» RECORDS PROVIDED:

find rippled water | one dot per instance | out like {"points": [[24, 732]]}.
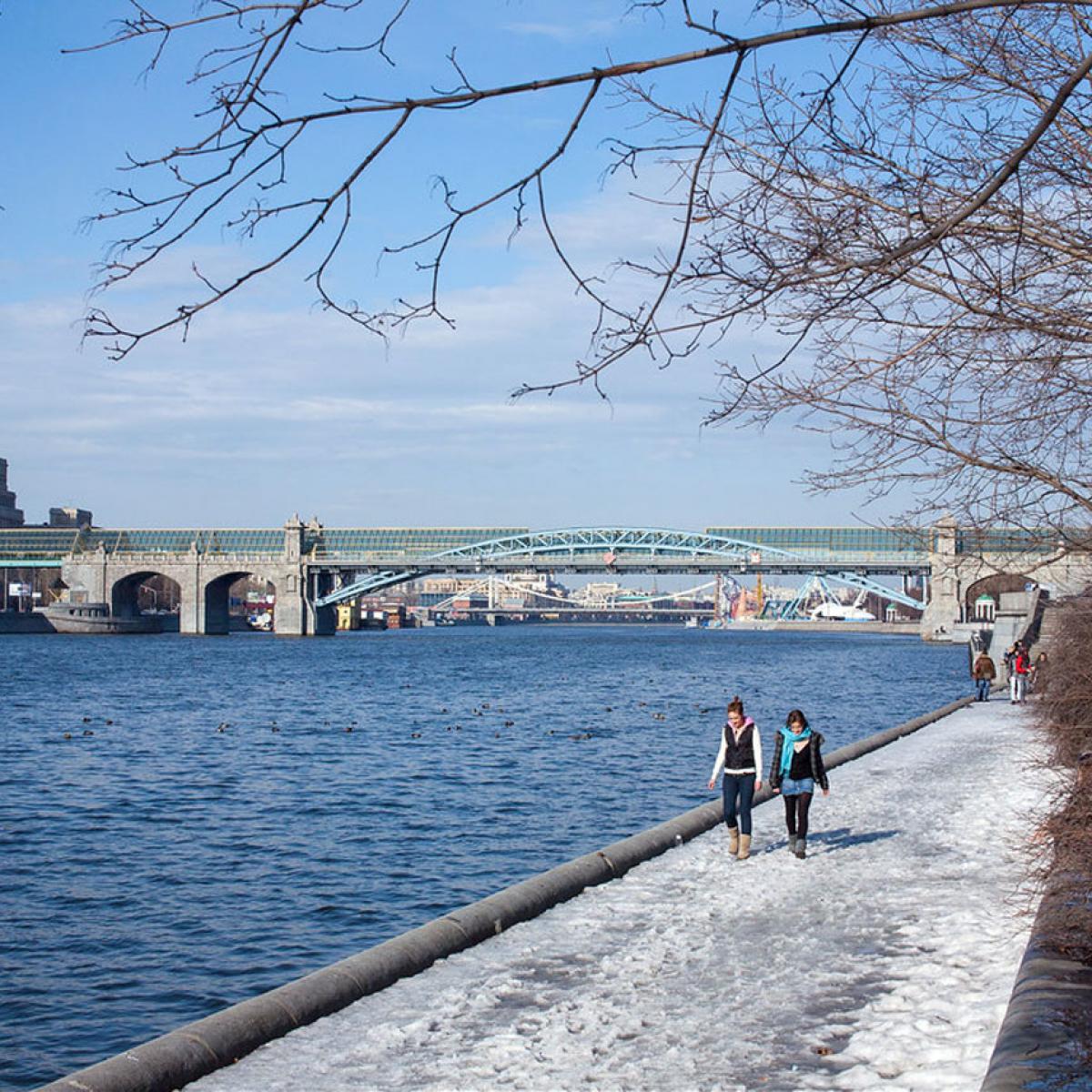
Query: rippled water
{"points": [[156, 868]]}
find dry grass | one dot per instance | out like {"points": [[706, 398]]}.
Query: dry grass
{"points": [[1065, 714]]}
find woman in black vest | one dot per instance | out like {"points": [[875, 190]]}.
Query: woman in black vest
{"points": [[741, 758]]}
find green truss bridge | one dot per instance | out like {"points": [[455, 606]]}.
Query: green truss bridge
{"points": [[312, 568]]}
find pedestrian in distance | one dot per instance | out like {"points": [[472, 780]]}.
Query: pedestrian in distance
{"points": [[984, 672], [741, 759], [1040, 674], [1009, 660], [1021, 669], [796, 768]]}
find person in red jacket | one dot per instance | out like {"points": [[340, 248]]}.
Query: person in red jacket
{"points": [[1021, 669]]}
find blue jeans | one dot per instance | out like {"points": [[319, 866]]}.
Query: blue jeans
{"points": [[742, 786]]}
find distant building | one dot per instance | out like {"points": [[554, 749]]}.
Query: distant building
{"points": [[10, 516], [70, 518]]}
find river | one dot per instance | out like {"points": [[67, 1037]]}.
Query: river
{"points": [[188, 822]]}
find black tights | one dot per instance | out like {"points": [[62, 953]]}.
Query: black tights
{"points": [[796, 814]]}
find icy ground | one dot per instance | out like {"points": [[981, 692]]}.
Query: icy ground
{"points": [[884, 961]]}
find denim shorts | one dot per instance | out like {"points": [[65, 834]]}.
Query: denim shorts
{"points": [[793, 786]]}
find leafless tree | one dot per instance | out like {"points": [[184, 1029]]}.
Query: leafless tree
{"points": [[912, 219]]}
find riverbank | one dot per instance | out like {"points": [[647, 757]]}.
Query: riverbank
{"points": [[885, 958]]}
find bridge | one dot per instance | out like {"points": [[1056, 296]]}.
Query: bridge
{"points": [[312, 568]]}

---

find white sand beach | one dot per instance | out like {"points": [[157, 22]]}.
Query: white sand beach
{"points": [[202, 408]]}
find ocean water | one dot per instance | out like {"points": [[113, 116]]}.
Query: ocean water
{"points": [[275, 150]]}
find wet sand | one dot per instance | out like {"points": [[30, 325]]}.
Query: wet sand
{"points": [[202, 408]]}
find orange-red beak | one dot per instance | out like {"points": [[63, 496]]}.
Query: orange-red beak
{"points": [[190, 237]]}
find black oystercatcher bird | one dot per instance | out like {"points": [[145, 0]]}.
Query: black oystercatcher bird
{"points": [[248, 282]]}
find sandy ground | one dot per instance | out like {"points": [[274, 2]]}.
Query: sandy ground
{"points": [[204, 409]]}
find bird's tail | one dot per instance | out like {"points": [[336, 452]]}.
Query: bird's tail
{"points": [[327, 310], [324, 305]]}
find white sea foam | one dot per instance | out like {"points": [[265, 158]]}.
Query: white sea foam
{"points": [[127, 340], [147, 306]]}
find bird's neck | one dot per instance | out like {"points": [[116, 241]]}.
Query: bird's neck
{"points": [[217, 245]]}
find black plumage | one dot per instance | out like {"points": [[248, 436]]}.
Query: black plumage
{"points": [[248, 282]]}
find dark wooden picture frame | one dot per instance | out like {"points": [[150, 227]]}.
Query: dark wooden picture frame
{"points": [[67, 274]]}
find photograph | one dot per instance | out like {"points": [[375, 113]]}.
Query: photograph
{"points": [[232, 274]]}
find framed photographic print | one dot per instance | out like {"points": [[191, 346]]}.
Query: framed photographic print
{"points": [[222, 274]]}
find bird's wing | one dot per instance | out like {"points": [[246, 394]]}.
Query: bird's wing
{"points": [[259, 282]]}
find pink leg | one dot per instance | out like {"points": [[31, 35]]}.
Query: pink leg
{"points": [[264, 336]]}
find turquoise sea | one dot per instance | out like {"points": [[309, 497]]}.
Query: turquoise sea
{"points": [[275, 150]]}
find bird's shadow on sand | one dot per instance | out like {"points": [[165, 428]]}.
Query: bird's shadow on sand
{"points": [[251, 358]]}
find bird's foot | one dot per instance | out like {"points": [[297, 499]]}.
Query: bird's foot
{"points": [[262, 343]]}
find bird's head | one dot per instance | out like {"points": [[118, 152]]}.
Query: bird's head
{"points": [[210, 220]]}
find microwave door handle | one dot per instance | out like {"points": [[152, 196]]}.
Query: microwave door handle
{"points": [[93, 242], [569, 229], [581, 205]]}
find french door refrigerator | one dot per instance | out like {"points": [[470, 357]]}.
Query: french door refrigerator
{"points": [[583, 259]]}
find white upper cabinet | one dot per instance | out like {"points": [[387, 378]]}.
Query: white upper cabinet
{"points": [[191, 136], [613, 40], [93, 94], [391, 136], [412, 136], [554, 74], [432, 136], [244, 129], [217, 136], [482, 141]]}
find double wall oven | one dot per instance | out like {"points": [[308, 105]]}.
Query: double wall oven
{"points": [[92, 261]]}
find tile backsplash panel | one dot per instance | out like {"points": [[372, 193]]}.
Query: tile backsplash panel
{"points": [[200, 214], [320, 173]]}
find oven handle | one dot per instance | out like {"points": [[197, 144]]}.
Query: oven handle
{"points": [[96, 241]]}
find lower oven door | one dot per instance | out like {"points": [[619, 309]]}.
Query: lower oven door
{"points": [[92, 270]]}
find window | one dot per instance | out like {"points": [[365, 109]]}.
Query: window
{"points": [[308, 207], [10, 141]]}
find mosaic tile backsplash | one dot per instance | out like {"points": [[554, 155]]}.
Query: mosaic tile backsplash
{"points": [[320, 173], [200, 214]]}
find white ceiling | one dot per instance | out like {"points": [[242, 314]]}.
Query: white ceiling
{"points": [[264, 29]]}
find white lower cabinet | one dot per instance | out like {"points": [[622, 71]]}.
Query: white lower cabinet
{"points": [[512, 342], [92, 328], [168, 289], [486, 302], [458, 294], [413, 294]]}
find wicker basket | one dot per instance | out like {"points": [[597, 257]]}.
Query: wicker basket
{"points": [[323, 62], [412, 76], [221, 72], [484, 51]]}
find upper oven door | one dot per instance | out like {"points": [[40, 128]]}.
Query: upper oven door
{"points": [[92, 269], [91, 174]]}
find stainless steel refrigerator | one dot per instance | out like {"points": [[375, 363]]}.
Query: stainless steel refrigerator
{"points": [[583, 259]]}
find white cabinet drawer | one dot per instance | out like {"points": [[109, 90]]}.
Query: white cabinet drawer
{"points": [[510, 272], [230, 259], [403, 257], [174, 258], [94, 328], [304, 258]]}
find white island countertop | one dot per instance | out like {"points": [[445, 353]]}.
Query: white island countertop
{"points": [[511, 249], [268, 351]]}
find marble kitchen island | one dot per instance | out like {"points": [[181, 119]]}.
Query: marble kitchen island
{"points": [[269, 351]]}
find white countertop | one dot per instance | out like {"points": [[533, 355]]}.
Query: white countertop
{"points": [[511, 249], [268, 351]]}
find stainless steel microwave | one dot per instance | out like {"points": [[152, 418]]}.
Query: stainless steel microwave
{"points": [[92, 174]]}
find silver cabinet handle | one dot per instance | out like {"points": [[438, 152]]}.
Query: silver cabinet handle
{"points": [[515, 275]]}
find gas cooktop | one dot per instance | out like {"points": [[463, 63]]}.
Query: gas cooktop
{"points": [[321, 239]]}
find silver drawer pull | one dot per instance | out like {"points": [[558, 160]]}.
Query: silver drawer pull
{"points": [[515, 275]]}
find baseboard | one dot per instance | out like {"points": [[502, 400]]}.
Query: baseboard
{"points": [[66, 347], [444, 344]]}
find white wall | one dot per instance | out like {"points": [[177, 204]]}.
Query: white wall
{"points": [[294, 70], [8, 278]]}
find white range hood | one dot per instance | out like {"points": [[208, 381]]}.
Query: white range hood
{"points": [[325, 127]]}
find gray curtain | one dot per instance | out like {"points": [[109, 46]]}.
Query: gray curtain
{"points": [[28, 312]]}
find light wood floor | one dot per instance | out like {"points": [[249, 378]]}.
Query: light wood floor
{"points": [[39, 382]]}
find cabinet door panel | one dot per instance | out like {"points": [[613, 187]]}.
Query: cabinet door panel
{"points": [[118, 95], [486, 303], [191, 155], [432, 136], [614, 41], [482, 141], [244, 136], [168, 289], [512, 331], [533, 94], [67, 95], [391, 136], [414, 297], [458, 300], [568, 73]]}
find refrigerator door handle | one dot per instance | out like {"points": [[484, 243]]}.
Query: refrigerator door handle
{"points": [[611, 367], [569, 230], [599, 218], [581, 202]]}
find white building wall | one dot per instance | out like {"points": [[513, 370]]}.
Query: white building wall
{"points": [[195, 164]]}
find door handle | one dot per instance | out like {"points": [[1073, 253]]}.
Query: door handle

==

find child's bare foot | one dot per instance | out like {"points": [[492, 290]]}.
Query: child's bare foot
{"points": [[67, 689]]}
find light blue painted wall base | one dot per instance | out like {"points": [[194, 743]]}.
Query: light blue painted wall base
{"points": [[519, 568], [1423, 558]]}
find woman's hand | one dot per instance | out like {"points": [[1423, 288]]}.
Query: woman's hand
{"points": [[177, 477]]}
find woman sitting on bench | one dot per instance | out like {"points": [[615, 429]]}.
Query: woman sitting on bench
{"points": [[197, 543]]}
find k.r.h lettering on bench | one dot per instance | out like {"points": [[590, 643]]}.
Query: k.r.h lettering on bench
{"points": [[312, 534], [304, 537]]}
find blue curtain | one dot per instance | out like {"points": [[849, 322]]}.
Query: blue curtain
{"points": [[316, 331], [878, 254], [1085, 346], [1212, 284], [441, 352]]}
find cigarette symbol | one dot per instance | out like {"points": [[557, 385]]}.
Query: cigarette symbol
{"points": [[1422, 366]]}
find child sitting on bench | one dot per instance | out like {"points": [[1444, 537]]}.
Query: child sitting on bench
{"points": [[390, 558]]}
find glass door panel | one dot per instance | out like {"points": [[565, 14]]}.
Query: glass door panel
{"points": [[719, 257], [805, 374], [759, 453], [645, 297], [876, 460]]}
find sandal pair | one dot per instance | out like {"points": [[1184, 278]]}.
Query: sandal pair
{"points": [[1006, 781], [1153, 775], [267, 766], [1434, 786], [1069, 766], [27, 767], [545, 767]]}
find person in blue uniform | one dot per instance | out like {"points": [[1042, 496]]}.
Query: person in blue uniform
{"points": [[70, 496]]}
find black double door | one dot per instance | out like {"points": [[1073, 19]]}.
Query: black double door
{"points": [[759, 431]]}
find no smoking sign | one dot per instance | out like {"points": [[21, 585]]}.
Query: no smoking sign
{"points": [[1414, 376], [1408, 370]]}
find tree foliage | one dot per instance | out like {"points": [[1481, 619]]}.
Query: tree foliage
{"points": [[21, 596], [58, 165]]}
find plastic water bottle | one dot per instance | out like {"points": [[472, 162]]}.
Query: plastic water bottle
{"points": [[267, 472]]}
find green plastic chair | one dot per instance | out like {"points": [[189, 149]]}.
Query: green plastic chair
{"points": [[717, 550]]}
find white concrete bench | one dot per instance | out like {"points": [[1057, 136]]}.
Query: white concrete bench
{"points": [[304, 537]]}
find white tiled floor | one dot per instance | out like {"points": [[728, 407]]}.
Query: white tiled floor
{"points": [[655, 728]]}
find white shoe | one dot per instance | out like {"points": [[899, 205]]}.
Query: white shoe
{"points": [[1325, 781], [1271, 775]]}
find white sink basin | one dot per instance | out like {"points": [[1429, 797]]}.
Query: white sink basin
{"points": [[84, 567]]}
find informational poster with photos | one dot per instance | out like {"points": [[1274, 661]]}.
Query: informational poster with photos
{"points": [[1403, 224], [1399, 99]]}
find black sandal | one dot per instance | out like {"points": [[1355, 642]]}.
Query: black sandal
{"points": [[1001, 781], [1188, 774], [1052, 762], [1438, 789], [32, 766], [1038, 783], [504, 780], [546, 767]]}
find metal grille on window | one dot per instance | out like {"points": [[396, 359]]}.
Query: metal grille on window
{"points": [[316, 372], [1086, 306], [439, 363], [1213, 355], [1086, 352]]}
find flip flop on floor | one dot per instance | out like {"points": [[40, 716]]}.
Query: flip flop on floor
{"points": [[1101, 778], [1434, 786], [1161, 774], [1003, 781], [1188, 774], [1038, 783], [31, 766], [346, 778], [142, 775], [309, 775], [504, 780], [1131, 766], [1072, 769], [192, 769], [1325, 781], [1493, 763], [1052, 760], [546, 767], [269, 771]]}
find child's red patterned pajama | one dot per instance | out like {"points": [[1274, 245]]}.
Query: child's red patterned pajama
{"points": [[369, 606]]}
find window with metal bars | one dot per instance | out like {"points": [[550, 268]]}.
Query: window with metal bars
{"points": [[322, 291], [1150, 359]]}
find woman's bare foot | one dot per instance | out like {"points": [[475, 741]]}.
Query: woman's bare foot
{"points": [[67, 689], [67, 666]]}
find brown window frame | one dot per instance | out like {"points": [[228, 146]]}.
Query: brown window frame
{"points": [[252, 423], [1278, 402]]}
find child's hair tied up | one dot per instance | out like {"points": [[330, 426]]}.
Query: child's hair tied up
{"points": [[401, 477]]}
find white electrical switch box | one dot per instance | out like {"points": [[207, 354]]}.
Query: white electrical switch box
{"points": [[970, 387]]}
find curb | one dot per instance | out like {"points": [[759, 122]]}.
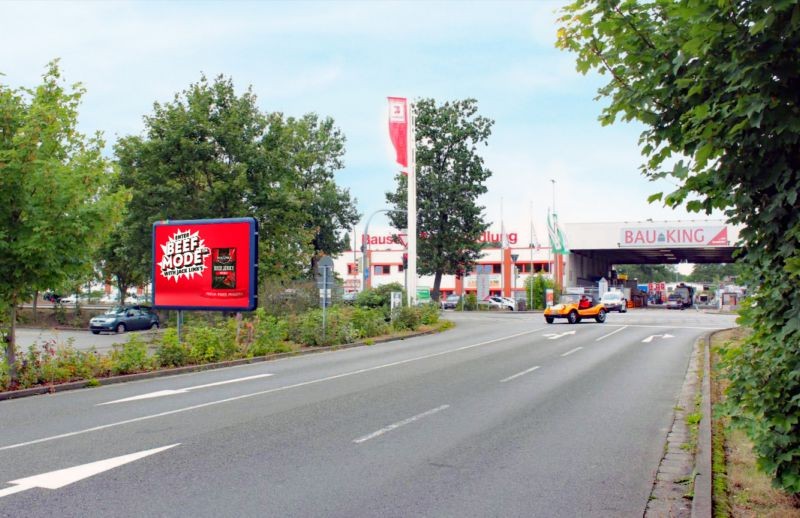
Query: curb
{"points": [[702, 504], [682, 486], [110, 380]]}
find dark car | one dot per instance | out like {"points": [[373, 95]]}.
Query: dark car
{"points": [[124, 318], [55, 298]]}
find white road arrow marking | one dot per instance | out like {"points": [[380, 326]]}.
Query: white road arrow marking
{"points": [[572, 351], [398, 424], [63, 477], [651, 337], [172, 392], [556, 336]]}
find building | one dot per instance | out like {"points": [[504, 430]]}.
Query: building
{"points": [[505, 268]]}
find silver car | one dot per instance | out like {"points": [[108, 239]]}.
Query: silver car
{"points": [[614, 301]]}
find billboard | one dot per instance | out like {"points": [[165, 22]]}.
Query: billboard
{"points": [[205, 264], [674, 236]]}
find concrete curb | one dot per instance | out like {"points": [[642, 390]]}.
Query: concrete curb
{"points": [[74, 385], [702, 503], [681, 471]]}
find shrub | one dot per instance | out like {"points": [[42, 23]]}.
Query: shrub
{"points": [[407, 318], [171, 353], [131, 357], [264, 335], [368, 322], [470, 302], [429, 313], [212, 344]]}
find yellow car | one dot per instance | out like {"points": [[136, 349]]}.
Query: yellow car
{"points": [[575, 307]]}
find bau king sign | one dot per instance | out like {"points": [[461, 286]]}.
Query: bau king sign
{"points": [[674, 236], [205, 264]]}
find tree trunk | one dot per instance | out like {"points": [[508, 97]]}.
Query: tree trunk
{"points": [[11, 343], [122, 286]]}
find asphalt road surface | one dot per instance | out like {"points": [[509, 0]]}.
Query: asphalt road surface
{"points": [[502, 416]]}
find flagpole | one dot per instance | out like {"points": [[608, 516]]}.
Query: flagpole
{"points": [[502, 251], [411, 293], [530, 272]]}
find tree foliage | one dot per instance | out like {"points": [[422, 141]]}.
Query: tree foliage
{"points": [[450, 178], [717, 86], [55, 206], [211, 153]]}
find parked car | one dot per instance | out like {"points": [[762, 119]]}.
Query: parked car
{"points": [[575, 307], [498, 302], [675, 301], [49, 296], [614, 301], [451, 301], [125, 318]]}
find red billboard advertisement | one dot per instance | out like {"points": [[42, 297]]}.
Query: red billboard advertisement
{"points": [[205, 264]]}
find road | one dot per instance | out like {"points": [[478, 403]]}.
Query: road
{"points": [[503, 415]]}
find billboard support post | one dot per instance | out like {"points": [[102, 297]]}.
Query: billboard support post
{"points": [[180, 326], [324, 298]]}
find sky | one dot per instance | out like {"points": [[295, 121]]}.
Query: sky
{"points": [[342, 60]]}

» REQUIREMENT: Starting at the line containing "find rippled water" and finishing at the line containing "find icy ground", return those lines exactly as they appear above, without the pictures.

» COMPLETED TASK:
find rippled water | one dot per instance | out like {"points": [[24, 732]]}.
Query: rippled water
{"points": [[156, 868]]}
find dry grass | one dot per instance | out like {"points": [[706, 398]]}.
Query: dry grass
{"points": [[1065, 714]]}
find woman in black vest | one dot per instance | out like {"points": [[875, 190]]}.
Query: woman in black vest
{"points": [[741, 758]]}
find green truss bridge | one dot per instance | out like {"points": [[455, 606]]}.
Query: green truss bridge
{"points": [[312, 568]]}
find pedestrian in distance | one dot per instance | out like {"points": [[472, 780]]}.
Query: pedestrian in distance
{"points": [[984, 672], [741, 759], [1040, 674], [1009, 660], [1021, 669], [796, 768]]}
find person in red jacket | one dot per instance | out like {"points": [[340, 248]]}.
Query: person in red jacket
{"points": [[1021, 669]]}
find blue jeans | one dot per instance | out like {"points": [[319, 866]]}.
Query: blue jeans
{"points": [[742, 786]]}
find distant building | one dot per instance | out like {"points": [[554, 749]]}.
Query: distant building
{"points": [[10, 516], [70, 518]]}
find river | one dot per instance | out like {"points": [[67, 1037]]}.
Query: river
{"points": [[188, 822]]}
find black tights | one dot per instance | out like {"points": [[62, 953]]}.
Query: black tights
{"points": [[796, 814]]}
find icy ground | one dot per instance | out like {"points": [[981, 692]]}.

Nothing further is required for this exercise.